WORK TO COMPLETE →
a. What notice number does the NIDA notice on the HEALing Communities Study carry?
b. From the NIDA notice on the HEALing Communities Study, reproduce word for word the passage starting with "Related Announcements" and going on through "(HEALing Communities Study).".

Notice of Intent to Publish a Funding Opportunity Announcement for Research Site for the HEALing Communities Study: Developing and Testing an Integrated Approach to Address the Opioid Crisis (UM1)

Notice Number: NOT-DA-18-026

Key Dates

Release Date: July 18, 2018
Estimated Publication Date of Funding Opportunity Announcement: September 17, 2018
First Estimated Application Due Date: December 04, 2018
Earliest Estimated Award Date: February 01, 2019
Earliest Estimated Start Date: February 01, 2019

Related Announcements
NOT-DA-18-025
RFA-DA-19-016
RFA-DA-19-017

Issued by
National Institute on Drug Abuse (NIDA)

Purpose

The National Institute on Drug Abuse(NIDA), in partnership with the Substance Abuse and Mental Health Services Administration (SAMHSA), intends to publish a Funding Opportunity Announcement (FOA) to solicit cooperative agreement applications and ultimately fund up to three research sites and one data coordinating center to participate in the: HEALing Communities Study: Developing and Testing an Integrated Approach to Address the Opioid Crisis (HEALing Communities Study).

RECORD SET →
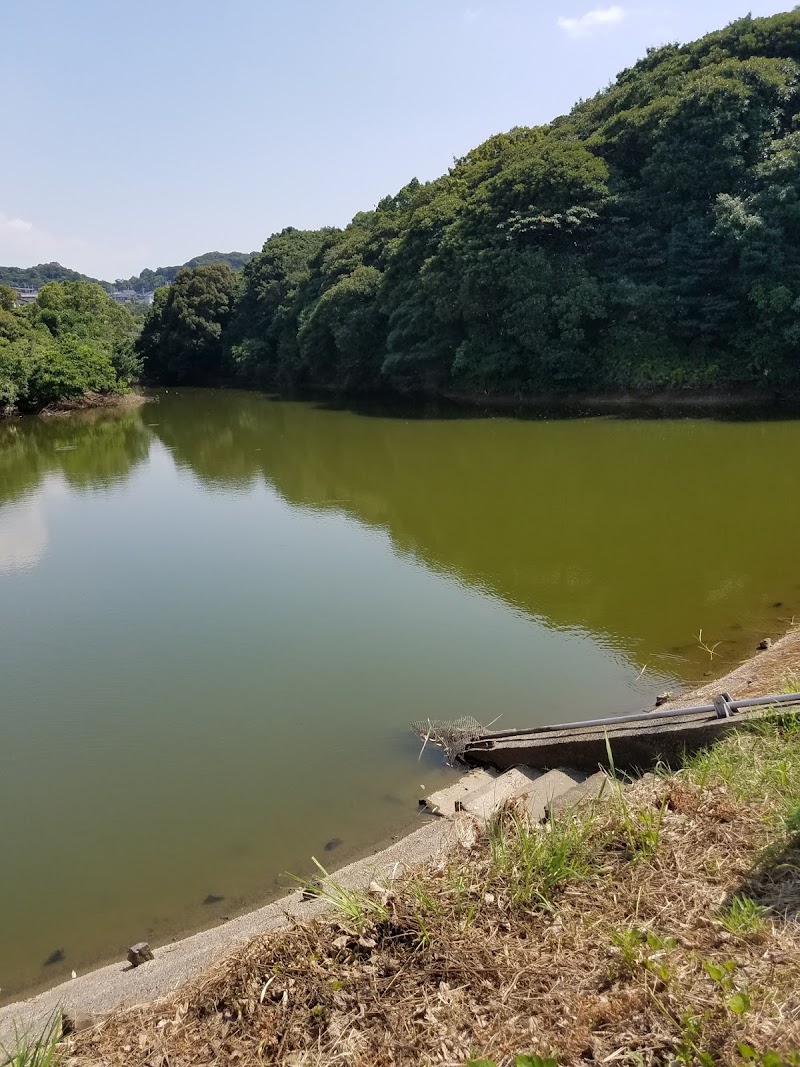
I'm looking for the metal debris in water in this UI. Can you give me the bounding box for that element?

--

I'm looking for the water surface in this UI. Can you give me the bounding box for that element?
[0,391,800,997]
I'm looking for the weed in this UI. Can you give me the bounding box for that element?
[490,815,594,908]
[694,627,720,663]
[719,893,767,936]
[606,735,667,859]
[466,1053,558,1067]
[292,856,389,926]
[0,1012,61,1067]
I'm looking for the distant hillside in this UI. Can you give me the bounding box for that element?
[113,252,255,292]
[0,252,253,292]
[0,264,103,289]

TASK RESPONSES →
a. NOT-DA-18-026

b.
Related Announcements
NOT-DA-18-025
RFA-DA-19-016
RFA-DA-19-017

Issued by
National Institute on Drug Abuse (NIDA)

Purpose

The National Institute on Drug Abuse(NIDA), in partnership with the Substance Abuse and Mental Health Services Administration (SAMHSA), intends to publish a Funding Opportunity Announcement (FOA) to solicit cooperative agreement applications and ultimately fund up to three research sites and one data coordinating center to participate in the: HEALing Communities Study: Developing and Testing an Integrated Approach to Address the Opioid Crisis (HEALing Communities Study).